Testo da leggere ::
::::::::

Più di una volta, su queste pagine, abbiamo scritto di fondi pubblici erogati dall’Ue “ai soliti noti”, raccontando di danaro pubblico elargito a piene mani a chi già ne ha abbastanza, asserendo che “piove sul bagnato”, che i soldi vanno sempre – o quasi – a chi già ne ha. A chi non produce in maniera sostenibile, a chi – anziché presidiare il territorio – lo danneggia.
Bene, anzi male, malissimo, perché quelle nostre affermazioni trovano oggi una conferma attraverso lo studio “Soldi pubblici in pasto agli allevamenti intensivi”, pubblicato martedì scorso da Greenpeace. Uno studio, basato sulla ricerca del giornalista investigativo Nils Mulvad, data specialist e fondatore del sito web FarmSubsidy.org, dimostra come il sistema dei finanziamenti pubblici sia fortemente sbilanciato dalla parte della zootecnia industriale.
Rispetto all’uso dei fondi Pac (Politica Agricola Comune) i dati mostrano che finanziamenti per un’ammontare compreso tra i 28,5 miliardi di euro e i 32,6 miliardi di euro – ovvero tra il 18% e il 20% del budget annuale dell’Ue – sono andati a beneficio di allevamenti sempre più intensivi, o di aziende che coltivano prodotti destinati alla mangimistica, e che oltre il 71% di tutta la superficie agricola dell’Ue (in larghissima parte coltivazioni e seminativi; in misura marginale terreni adibiti a produzione di fieno e pascoli) è destinata all’alimentazione del bestiame allevato in maniera intensiva.
I terreni agricoli nell’Ue – Quello che più colpisce, nello studio pubblicato dall’associazione ambientalista, è che “escludendo dal calcolo i pascoli, oltre il 63% delle terre coltivabili è utilizzato per produrre mangime per gli animali anziché cibo per le persone. L’analisi, basata sui dati Eurostat, dimostra come la Pac (Politica Agricola Comunitaria) abbia fortemente contribuito a trasformare il settore zootecnico europeo in una dimensione esasperatamente intensiva, a dispetto dalle crescenti evidenze scientifiche che dimostrano i drammatici danni arrecati al clima, all’ambiente e alla salute pubblica dalle produzioni industriali esasperate.

::::::::

Compito 1 ::
Estrai senza alcuna modifica, dal testo sui fondi pubblici agli allevamenti intensivi, il passo che va da "Più di una volta, su" a "territorio – lo danneggia.".
Compito 2 ::
Secondo il testo sui fondi pubblici agli allevamenti intensivi, quale quota delle terre coltivabili dell'Ue, esclusi i pascoli, è usata per produrre mangime per gli animali?

Righe fornite ::

::::::::

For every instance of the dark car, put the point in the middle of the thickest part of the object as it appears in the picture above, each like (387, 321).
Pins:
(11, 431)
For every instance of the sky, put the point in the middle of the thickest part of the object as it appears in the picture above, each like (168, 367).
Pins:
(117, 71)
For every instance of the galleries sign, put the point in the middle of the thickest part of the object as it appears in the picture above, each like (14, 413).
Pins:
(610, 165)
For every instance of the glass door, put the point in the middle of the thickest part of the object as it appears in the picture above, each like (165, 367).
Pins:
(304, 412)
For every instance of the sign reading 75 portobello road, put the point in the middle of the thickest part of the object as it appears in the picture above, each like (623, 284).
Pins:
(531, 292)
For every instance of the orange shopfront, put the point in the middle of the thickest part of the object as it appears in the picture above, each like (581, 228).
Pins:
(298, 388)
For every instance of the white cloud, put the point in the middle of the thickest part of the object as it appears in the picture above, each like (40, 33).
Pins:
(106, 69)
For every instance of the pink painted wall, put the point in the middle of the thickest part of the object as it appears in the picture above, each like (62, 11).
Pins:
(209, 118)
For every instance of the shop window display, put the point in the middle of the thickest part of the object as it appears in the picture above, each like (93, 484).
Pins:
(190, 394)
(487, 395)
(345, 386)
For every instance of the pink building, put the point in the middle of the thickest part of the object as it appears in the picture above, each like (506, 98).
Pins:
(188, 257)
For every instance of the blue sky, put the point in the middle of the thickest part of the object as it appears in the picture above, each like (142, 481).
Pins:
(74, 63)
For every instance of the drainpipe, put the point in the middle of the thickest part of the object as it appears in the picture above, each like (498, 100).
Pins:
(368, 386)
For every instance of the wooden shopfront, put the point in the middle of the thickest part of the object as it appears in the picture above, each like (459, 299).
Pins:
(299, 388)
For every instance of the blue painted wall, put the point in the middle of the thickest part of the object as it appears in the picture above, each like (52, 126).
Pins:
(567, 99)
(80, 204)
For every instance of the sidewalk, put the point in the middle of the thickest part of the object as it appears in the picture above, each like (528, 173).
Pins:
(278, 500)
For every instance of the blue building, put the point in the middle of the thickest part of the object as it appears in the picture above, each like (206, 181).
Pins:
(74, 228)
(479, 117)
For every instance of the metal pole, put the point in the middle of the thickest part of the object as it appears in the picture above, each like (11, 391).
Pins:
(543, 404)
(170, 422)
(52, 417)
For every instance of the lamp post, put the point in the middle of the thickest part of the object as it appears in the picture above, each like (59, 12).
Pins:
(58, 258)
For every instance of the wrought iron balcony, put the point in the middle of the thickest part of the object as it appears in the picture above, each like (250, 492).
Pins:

::::::::

Risposta 1 ::
Più di una volta, su queste pagine, abbiamo scritto di fondi pubblici erogati dall’Ue “ai soliti noti”, raccontando di danaro pubblico elargito a piene mani a chi già ne ha abbastanza, asserendo che “piove sul bagnato”, che i soldi vanno sempre – o quasi – a chi già ne ha. A chi non produce in maniera sostenibile, a chi – anziché presidiare il territorio – lo danneggia.

Risposta 2 ::
Oltre il 63%.